[Stored dataset items]
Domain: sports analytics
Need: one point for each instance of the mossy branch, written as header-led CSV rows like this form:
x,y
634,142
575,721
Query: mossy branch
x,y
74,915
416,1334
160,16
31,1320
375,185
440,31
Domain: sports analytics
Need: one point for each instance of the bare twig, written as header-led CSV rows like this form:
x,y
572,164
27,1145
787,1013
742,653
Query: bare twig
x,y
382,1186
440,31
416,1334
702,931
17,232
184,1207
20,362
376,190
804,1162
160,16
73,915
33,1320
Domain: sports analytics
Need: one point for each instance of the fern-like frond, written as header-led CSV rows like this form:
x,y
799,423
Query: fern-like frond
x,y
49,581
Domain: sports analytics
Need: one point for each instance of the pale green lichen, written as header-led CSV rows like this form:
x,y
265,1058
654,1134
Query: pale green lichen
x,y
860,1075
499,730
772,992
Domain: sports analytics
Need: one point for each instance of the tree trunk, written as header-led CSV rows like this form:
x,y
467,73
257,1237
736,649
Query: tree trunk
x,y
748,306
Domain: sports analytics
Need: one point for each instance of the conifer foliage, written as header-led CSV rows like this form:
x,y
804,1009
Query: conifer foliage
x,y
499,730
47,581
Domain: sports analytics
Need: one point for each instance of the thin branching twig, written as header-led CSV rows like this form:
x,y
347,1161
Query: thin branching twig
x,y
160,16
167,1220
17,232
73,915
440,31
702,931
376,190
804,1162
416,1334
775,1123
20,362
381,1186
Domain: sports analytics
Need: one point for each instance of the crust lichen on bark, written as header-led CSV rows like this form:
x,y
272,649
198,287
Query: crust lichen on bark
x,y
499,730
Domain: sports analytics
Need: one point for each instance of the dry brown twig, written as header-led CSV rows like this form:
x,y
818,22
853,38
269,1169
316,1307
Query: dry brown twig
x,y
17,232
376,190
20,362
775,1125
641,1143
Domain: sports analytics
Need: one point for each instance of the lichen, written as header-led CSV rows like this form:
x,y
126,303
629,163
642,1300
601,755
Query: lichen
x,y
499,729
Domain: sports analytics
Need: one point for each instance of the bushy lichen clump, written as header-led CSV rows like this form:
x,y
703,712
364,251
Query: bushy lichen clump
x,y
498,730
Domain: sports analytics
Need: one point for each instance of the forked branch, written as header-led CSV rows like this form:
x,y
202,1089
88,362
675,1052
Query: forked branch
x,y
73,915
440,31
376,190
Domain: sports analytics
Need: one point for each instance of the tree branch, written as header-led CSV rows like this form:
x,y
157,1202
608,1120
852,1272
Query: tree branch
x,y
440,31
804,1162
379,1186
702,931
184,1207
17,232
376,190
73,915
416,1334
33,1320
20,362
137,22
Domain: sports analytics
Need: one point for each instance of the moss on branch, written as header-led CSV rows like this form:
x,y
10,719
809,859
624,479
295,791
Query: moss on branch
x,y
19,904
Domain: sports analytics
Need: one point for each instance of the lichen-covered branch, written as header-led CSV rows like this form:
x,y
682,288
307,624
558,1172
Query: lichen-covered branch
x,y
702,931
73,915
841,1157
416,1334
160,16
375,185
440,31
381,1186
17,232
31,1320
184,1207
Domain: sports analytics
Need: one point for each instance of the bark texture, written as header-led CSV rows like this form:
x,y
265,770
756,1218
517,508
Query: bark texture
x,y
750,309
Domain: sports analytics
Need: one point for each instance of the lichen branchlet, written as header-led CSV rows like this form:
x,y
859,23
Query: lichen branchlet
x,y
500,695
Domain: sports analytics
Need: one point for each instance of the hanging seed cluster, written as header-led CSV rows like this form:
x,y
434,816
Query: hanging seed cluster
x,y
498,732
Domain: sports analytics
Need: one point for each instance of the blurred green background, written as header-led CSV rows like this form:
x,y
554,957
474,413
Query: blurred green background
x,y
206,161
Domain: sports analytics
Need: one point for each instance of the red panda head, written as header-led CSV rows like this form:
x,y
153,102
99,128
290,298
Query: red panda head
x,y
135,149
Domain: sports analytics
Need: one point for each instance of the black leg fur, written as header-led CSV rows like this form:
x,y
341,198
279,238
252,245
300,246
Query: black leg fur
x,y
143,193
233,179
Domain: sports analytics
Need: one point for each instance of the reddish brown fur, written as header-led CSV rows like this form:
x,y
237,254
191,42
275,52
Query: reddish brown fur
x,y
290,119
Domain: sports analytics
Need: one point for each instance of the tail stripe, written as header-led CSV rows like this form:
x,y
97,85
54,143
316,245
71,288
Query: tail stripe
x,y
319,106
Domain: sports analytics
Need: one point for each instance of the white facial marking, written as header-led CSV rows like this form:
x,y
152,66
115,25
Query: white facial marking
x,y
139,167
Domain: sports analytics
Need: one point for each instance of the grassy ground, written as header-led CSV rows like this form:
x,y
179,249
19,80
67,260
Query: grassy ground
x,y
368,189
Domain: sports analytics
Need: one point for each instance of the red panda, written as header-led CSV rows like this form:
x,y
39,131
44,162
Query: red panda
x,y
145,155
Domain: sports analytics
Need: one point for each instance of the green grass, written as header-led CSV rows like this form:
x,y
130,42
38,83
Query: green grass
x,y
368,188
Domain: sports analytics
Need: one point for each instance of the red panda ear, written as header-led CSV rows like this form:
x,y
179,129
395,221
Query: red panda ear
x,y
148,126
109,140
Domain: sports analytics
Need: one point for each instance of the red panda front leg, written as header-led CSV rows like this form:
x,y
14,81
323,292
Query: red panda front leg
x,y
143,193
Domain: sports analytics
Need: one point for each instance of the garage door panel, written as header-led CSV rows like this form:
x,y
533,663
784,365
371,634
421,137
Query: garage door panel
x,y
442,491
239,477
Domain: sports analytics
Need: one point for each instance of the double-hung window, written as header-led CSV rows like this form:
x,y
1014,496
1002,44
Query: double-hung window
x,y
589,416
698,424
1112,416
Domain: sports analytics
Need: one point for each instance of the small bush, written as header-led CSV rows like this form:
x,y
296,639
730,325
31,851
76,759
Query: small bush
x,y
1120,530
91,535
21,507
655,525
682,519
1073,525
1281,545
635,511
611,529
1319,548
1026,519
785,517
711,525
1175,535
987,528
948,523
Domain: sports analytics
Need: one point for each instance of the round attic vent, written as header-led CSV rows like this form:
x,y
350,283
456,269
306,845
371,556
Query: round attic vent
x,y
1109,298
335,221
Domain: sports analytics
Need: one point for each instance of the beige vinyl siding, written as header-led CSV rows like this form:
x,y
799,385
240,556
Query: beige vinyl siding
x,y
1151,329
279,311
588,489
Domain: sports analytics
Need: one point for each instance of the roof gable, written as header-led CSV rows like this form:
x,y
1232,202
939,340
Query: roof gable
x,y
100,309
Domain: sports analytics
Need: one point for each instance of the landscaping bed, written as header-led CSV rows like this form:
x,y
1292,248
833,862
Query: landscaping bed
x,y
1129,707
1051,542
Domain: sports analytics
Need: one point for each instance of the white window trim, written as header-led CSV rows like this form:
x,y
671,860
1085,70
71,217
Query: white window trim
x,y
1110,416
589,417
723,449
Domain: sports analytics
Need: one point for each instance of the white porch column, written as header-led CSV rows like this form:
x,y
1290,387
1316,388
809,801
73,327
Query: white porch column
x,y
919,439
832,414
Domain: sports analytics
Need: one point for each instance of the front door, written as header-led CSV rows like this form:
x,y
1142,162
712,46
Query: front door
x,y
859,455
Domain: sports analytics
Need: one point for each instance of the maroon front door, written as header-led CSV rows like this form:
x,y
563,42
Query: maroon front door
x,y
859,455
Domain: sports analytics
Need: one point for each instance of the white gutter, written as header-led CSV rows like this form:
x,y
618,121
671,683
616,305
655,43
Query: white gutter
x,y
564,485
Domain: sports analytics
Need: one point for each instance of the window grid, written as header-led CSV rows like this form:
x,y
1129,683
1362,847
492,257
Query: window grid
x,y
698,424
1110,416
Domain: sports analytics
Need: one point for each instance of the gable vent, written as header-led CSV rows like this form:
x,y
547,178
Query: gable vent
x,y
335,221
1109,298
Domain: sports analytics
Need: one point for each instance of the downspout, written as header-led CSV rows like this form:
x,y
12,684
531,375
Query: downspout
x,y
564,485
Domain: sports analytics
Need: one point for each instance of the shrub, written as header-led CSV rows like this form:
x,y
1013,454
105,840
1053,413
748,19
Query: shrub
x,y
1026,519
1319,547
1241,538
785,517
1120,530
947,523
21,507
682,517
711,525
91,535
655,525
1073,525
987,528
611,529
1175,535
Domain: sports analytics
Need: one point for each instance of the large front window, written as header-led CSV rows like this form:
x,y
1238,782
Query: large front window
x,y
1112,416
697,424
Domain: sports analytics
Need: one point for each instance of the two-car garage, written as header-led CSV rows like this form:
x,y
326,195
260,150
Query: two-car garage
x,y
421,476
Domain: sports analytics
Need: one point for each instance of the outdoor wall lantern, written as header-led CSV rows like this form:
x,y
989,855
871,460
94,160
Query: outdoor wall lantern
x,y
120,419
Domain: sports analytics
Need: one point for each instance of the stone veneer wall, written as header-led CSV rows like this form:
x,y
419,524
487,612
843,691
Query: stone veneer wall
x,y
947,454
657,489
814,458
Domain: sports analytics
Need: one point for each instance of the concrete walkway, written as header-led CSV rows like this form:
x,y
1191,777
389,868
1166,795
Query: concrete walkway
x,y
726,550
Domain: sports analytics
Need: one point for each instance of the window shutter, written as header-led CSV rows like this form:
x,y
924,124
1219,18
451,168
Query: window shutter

# EXERCISE AIM
Among the lines of the data, which ones contain the word "shutter"? Show them.

# SOLVED EXERCISE
Need: one point for each instance of the window shutter, written as header-led CSV rows like this form:
Query: window shutter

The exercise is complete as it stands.